--- START ---

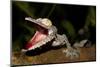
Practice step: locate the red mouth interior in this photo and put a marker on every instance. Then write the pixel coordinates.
(40, 34)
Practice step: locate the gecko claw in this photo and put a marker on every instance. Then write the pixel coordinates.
(72, 53)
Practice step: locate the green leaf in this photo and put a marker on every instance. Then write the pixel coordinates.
(69, 28)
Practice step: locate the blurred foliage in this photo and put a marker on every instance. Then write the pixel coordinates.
(69, 28)
(24, 6)
(68, 19)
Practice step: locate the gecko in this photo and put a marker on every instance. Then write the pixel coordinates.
(46, 32)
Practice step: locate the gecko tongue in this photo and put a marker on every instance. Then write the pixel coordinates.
(35, 39)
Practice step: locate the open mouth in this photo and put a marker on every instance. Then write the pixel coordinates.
(40, 34)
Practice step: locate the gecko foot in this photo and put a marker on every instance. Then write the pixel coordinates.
(72, 53)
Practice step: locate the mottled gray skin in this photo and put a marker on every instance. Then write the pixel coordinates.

--- END ---

The required output is the exact sequence of lines from the one containing "Practice step: locate the gecko foot" through the end of the listing, both endpoints included.

Practice step: locate the gecko foot in this photo and put a marker on every instance. Then write the pixel coordinates.
(72, 53)
Practice step: locate the mottled gray skin in this photo and put a marker on every instance. Then write the pixel coordinates.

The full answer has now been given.